[DIRECTION 1]: In the spaCy tutorial, which object is used to convert the text document into a spacy document?
[DIRECTION 2]: Copy the spaCy tutorial text between "First, we will" and "tokens = list(spacy_doc)", inclusive.

[PASSAGE]:
_ _ _ _

Consider that we have a text document obtained the movie plot obtained from wikipedia. 

In [0]:
doc = """Alice follows a large white rabbit down a "Rabbit-hole". She finds a tiny door. When she finds a bottle labeled "Drink me", she does, and shrinks, but not enough to pass through the door. She then eats something labeled "Eat me" and grows larger. She finds a fan when enables her to shrink enough to get into the "Garden" and try to get a "Dog" to play with her. She enters the "White Rabbit's tiny House," but suddenly resumes her normal size. In order to get out, she has to use the "magic fan."
She enters a kitchen, in which there is a cook and a woman holding a baby. She persuades the woman to give her the child and takes the infant outside after the cook starts throwing things around. The baby then turns into a pig and squirms out of her grip. "The Duchess's Cheshire Cat" appears and disappears a couple of times to Alice and directs her to the Mad Hatter's "Mad Tea-Party." After a while, she leaves.
The Queen invites Alice to join the "ROYAL PROCESSION": a parade of marching playing cards and others headed by the White Rabbit. When Alice "unintentionally offends the Queen", the latter summons the "Executioner". Alice "boxes the ears", then flees when all the playing cards come for her. Then she wakes up and realizes it was all a dream."""

Before using the features of spacy,  we need to convert the text document into spacy document using the "nlp" object created. 

In [6]:
spacy_doc = nlp(doc)
spacy_doc

Alice follows a large white rabbit down a "Rabbit-hole". She finds a tiny door. When she finds a bottle labeled "Drink me", she does, and shrinks, but not enough to pass through the door. She then eats something labeled "Eat me" and grows larger. She finds a fan when enables her to shrink enough to get into the "Garden" and try to get a "Dog" to play with her. She enters the "White Rabbit's tiny House," but suddenly resumes her normal size. In order to get out, she has to use the "magic fan."
She enters a kitchen, in which there is a cook and a woman holding a baby. She persuades the woman to give her the child and takes the infant outside after the cook starts throwing things around. The baby then turns into a pig and squirms out of her grip. "The Duchess's Cheshire Cat" appears and disappears a couple of times to Alice and directs her to the Mad Hatter's "Mad Tea-Party." After a while, she leaves.
The Queen invites Alice to join the "ROYAL PROCESSION": a parade of marching playing ca

### 4. Tokenization 

First, we will see how can we perform tokenization at word level and sentence level using spacy. 

**Word Level Tokenization** : To obtain word tokens, we just need to access the spacy document as list, all the tokens will be obtained. This is because when we converted the document into spacy document, this step was already performed. 

In [7]:
tokens = list(spacy_doc)
print (tokens)

_ _ _ _

[RECORDS PROVIDED]:

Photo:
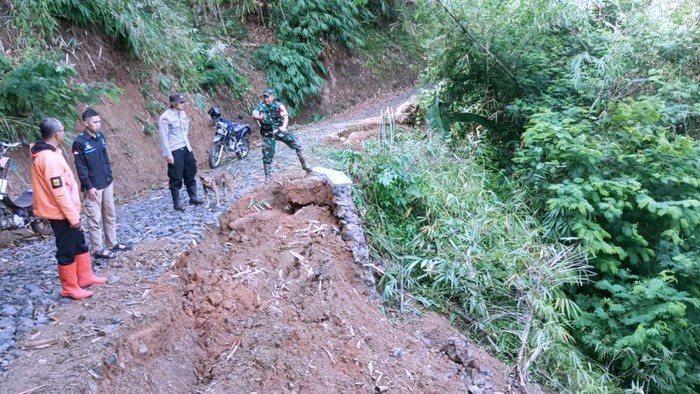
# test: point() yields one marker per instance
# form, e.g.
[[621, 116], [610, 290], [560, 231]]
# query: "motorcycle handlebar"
[[9, 145]]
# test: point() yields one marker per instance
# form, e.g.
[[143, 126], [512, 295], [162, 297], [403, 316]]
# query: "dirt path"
[[271, 301]]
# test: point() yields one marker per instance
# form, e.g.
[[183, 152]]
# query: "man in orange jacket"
[[57, 198]]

_ _ _ _

[COMPLETE RESPONSE 1]: The "nlp" object.

[COMPLETE RESPONSE 2]:
First, we will see how can we perform tokenization at word level and sentence level using spacy. 

**Word Level Tokenization** : To obtain word tokens, we just need to access the spacy document as list, all the tokens will be obtained. This is because when we converted the document into spacy document, this step was already performed. 

In [7]:
tokens = list(spacy_doc)